## Exercise aim
Could you return every record below exactly as it is written?

** Opening Data to process block **

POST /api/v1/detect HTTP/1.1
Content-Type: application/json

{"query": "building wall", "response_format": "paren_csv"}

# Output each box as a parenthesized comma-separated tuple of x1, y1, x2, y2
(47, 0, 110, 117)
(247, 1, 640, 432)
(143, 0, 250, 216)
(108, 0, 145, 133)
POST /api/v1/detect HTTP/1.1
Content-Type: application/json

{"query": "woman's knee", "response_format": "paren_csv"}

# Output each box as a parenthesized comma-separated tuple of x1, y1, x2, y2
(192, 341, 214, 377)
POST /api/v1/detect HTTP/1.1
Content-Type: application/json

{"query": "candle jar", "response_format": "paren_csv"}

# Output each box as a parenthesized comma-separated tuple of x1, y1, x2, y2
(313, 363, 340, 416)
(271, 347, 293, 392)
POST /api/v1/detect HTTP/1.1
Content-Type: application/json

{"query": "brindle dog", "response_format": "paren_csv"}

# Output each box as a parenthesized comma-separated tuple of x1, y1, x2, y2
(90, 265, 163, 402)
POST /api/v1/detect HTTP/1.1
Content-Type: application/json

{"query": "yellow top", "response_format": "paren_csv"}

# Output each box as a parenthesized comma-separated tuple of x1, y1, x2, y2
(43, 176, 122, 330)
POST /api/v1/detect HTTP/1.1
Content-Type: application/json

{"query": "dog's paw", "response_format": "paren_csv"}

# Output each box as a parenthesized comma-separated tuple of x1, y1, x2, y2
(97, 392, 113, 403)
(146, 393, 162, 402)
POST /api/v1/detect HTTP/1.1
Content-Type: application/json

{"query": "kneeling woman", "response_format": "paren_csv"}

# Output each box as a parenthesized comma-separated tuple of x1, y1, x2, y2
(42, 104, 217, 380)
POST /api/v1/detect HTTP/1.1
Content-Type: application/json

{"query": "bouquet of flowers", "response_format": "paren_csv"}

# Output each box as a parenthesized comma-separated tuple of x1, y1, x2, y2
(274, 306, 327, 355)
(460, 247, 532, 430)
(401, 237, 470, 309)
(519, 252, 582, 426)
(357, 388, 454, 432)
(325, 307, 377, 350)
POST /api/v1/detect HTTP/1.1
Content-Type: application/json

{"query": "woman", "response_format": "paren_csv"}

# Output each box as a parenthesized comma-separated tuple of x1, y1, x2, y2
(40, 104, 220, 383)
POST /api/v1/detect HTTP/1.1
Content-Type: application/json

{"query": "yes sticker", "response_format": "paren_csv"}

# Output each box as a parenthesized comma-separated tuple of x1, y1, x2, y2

** Closing Data to process block **

## Solution for this exercise
POST /api/v1/detect HTTP/1.1
Content-Type: application/json

{"query": "building wall", "response_format": "paren_csv"}

# Output each box as a parenthesized comma-separated tuple of x1, y1, x2, y2
(47, 0, 110, 117)
(247, 1, 640, 432)
(143, 0, 250, 216)
(108, 0, 145, 133)
POST /api/v1/detect HTTP/1.1
Content-Type: application/json

{"query": "woman's knee", "response_format": "paren_csv"}

# Output each box as a parenthesized comma-separated tuple of x1, y1, x2, y2
(192, 341, 214, 377)
POST /api/v1/detect HTTP/1.1
Content-Type: application/json

{"query": "candle jar", "response_format": "paren_csv"}

# Output each box as a parenthesized comma-separated tuple of x1, y1, x2, y2
(313, 363, 340, 416)
(271, 347, 293, 392)
POST /api/v1/detect HTTP/1.1
Content-Type: application/json

{"query": "brindle dog", "response_format": "paren_csv"}

# Output each box as a parenthesized comma-separated tuple of x1, y1, x2, y2
(90, 265, 163, 402)
POST /api/v1/detect HTTP/1.1
Content-Type: application/json

{"query": "yellow top", "response_format": "paren_csv"}

# Output each box as a parenthesized comma-separated tuple of x1, y1, x2, y2
(43, 176, 122, 330)
POST /api/v1/detect HTTP/1.1
Content-Type: application/json

{"query": "dog's paw", "response_format": "paren_csv"}

# Output each box as a parenthesized comma-separated tuple of x1, y1, x2, y2
(97, 392, 113, 403)
(146, 393, 162, 402)
POST /api/v1/detect HTTP/1.1
Content-Type: application/json

{"query": "kneeling woman", "response_format": "paren_csv"}

# Output each box as a parenthesized comma-separated tuple of x1, y1, x2, y2
(42, 104, 217, 380)
POST /api/v1/detect HTTP/1.1
Content-Type: application/json

{"query": "bouquet of flowers", "response_format": "paren_csv"}

# Output each box as a parenthesized comma-separated tuple of x1, y1, x2, y2
(274, 306, 327, 355)
(460, 247, 532, 430)
(401, 237, 470, 309)
(519, 252, 582, 426)
(357, 388, 454, 432)
(325, 307, 377, 350)
POST /api/v1/detect HTTP/1.1
Content-Type: application/json

{"query": "woman", "response_format": "paren_csv"}

# Output each box as a parenthesized comma-separated tuple of x1, y1, x2, y2
(40, 104, 220, 383)
POST /api/v1/detect HTTP/1.1
Content-Type: application/json

{"query": "yes sticker", "response_format": "paren_csv"}

# Output each box as a parenthesized comma-separated tuple of x1, y1, x2, y2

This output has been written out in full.